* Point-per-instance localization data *
>>>>>
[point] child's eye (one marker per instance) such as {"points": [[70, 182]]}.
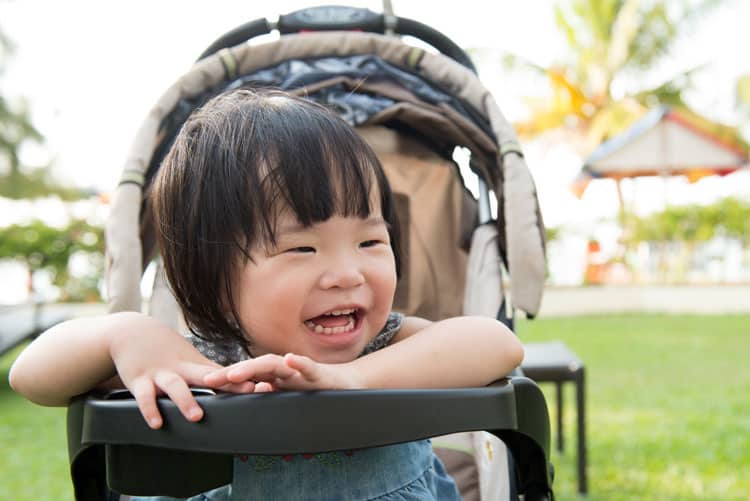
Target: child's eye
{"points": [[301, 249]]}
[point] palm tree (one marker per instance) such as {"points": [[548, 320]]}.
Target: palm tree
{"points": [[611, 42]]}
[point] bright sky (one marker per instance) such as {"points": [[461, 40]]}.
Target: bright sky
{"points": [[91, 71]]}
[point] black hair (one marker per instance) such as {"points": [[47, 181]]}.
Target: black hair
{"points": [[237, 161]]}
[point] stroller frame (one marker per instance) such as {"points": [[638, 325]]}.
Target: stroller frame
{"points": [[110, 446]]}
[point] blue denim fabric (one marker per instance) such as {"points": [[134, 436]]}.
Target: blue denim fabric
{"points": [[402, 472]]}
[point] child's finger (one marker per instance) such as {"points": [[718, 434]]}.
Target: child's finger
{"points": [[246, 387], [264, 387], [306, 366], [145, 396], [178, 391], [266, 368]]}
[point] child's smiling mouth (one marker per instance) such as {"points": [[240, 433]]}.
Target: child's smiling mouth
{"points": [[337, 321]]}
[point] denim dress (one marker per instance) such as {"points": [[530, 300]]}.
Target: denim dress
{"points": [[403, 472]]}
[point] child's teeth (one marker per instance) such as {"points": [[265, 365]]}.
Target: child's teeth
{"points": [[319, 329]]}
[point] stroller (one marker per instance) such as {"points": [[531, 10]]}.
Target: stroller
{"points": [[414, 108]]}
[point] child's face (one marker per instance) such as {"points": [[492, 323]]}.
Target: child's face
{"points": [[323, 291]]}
<<<<<
* Brief *
Could you return the lines in the entries above that contain "marker"?

* Answer space *
[point] child's eye (one marker per instance) such as {"points": [[70, 182]]}.
[point] palm tree (one marker per instance) such as {"points": [[548, 320]]}.
[point] bright sky (one marker per instance) such as {"points": [[461, 40]]}.
[point] black hair (one marker per instance) such as {"points": [[47, 181]]}.
[point] stroller frame (one marker per instance) such as {"points": [[638, 325]]}.
[point] blue denim fabric (one marker per instance) such as {"points": [[134, 436]]}.
[point] child's finger (one marker per instance) such as {"points": [[718, 434]]}.
[point] child's smiling mouth (one marker per instance) such as {"points": [[240, 433]]}.
[point] denim dress (one marker per instance) such as {"points": [[530, 300]]}.
[point] child's teeth (one marker per instance) such as {"points": [[265, 365]]}.
[point] stroller (one marker per instance) such as {"points": [[531, 10]]}.
[point] child's face (one marker per instance) such as {"points": [[492, 323]]}.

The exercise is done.